● **DIRECTION**:
Can you rewrite all the items below with every "category" swapped for "class" and nothing else altered? Leave the pictures out of your version.

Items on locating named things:
## START
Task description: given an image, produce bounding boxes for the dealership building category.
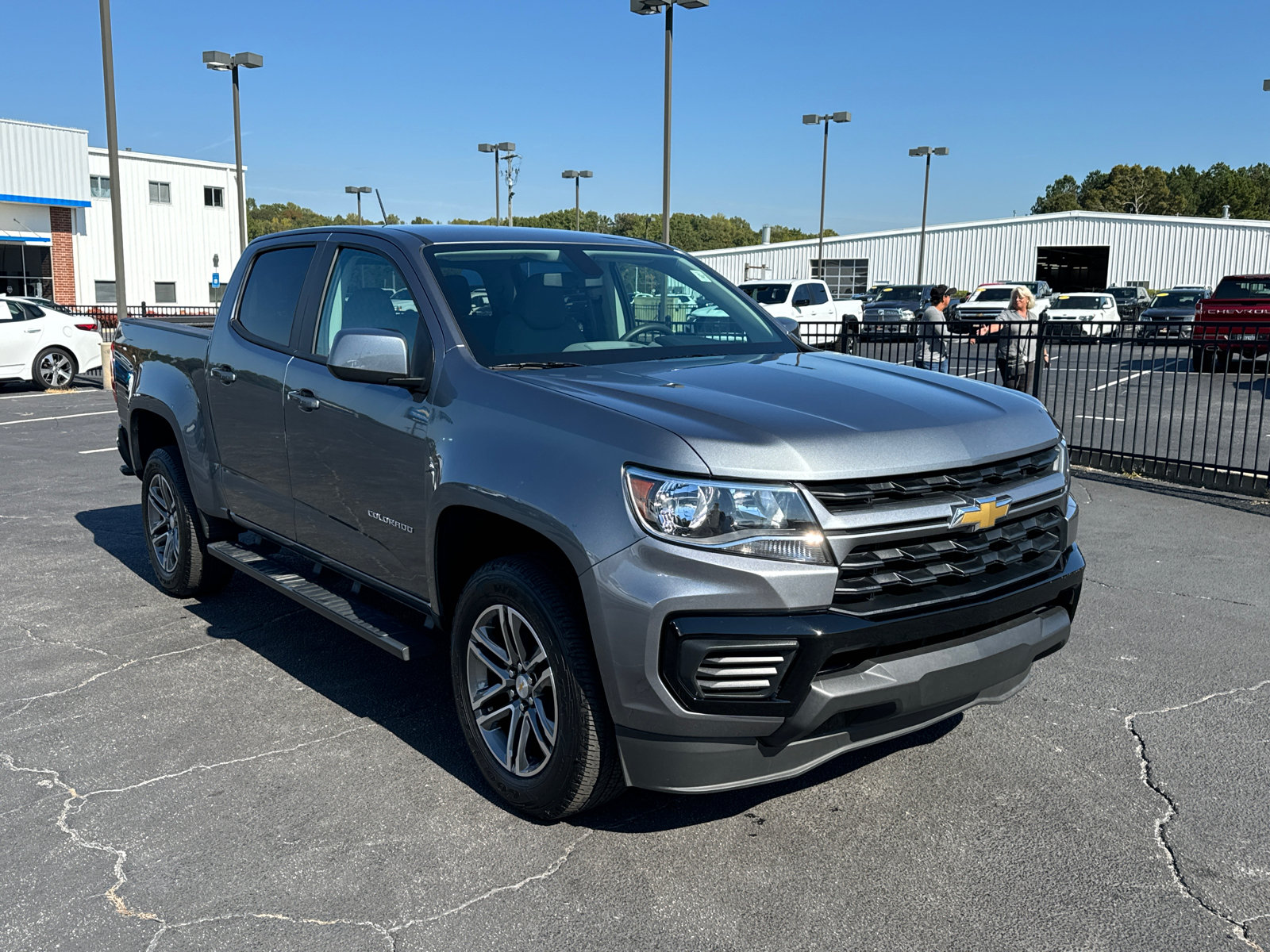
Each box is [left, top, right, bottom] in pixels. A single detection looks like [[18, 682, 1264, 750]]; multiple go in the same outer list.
[[696, 212, 1270, 298], [0, 119, 239, 306]]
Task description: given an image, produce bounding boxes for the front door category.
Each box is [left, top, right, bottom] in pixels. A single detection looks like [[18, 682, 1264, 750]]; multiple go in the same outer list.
[[286, 239, 433, 598], [207, 245, 315, 538]]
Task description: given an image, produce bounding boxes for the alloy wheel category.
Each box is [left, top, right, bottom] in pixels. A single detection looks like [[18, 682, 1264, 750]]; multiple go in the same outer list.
[[40, 351, 75, 389], [146, 474, 180, 575], [468, 605, 556, 777]]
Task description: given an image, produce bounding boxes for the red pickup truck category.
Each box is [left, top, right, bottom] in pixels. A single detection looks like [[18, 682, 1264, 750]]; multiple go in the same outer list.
[[1191, 274, 1270, 373]]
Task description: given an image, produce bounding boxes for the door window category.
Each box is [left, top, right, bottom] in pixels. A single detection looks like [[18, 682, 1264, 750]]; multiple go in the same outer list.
[[314, 248, 419, 357], [237, 246, 314, 347]]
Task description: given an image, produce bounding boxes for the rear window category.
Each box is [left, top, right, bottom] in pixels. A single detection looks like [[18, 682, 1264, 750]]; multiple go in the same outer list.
[[741, 284, 790, 305], [1213, 278, 1270, 301], [237, 246, 314, 347]]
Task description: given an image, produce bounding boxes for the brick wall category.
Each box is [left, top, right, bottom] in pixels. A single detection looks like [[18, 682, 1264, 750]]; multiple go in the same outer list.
[[48, 205, 75, 305]]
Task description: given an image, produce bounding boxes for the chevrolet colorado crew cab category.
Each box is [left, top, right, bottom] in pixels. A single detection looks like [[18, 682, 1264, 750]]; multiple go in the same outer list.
[[112, 226, 1084, 819]]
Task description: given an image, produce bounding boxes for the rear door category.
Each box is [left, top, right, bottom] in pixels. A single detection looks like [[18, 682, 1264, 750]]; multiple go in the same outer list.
[[207, 236, 318, 538], [284, 236, 441, 598]]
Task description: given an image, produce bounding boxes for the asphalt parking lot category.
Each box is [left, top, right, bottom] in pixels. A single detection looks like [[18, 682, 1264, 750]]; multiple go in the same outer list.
[[7, 386, 1270, 952]]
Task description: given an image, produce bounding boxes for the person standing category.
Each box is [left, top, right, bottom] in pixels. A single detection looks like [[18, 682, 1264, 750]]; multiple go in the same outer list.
[[970, 287, 1049, 393], [917, 284, 952, 373]]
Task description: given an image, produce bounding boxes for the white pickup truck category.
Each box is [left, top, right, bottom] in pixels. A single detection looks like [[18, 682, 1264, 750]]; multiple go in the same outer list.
## END
● **THE RESULT**:
Task description: given an image, produce bounding boxes for the dealership building class.
Each box is [left, top, right, bottom] in pixels. A single detection looks like [[18, 682, 1264, 750]]; multiple go in the same outer list.
[[696, 212, 1270, 298], [0, 119, 239, 306]]
Task description: given an image, produce bounding boxes for the front door class.
Each box is [left, top, right, bottom] in pixels. A single detection looks like [[18, 682, 1264, 750]]; multiple go in the same outer list.
[[286, 239, 433, 598], [207, 245, 315, 538]]
Task description: given an image, produce bounding boxes for the alloy wheel class.
Each box is [left, top, right, bottom] in pixels. A single detection looks like [[18, 682, 1264, 750]]; multiple go in the same outer list.
[[40, 351, 75, 389], [146, 474, 180, 575], [468, 605, 556, 777]]
Task description: given an image, produce bounding boxes for the red pickup truck class.
Each box is [left, top, right, bottom] in pixels. A single detection looks like [[18, 682, 1264, 750]]; multiple go in the same outer list.
[[1191, 274, 1270, 373]]
Task description: given an image, produce bounding boxes for the door window class.
Each box is [left, top, right, bottom] in pixels. A single detection looks like [[18, 682, 1264, 750]]; multiple go in the same outer list.
[[314, 248, 419, 357], [237, 246, 314, 347]]
Task description: given an image, produce bounding boxes for the rear window class.
Each box is [left, top, right, bottom] in pixels. A single detection looks like [[18, 682, 1264, 750]]; multiple go in the same outer list.
[[741, 284, 790, 305], [1213, 278, 1270, 301], [237, 246, 314, 347]]
Task description: given an image, produce bounding boxes for the brick wall class.
Each box is [left, top, right, bottom] in pixels. A single detection looks like [[18, 682, 1264, 750]]; multiple go in the same outer list.
[[48, 205, 75, 305]]
Task description: given an image, produce bounding boxes for the chevrolet colorado crew cab class.
Each box is [left, top, right, bottom] in pixels. A single detection looks like [[18, 682, 1264, 750]]; multiple go in the same outer list.
[[112, 226, 1084, 819]]
Task description: given an image, produce bounding boxes for the rear door class.
Each box is [left, top, right, bottom] in pixels. A single detection looks like [[18, 682, 1264, 750]]; multiple go in the same outer list.
[[207, 236, 318, 538], [284, 236, 441, 598]]
Task description: given an image, produce bounding boxes for the asphalt parking lot class.
Each box is [left, top, right, bottom] in pixels. A single detection looks like [[18, 682, 1264, 750]]; multiple go in the same outer list.
[[7, 386, 1270, 952]]
Task description: given an image, produce bounding boxes for the person standing class.
Each box is [left, top, right, bottom] in pixels. A single detection looks like [[18, 682, 1264, 750]]; multiple go in the same outer list.
[[970, 287, 1049, 393], [917, 284, 952, 373]]
Task description: given an image, produce bounding boxes for the white pickup truck class.
Each box is [left, top, right, bottom] in pixels. A single detection looks like [[18, 682, 1264, 750]]; multiple go in the same outer list.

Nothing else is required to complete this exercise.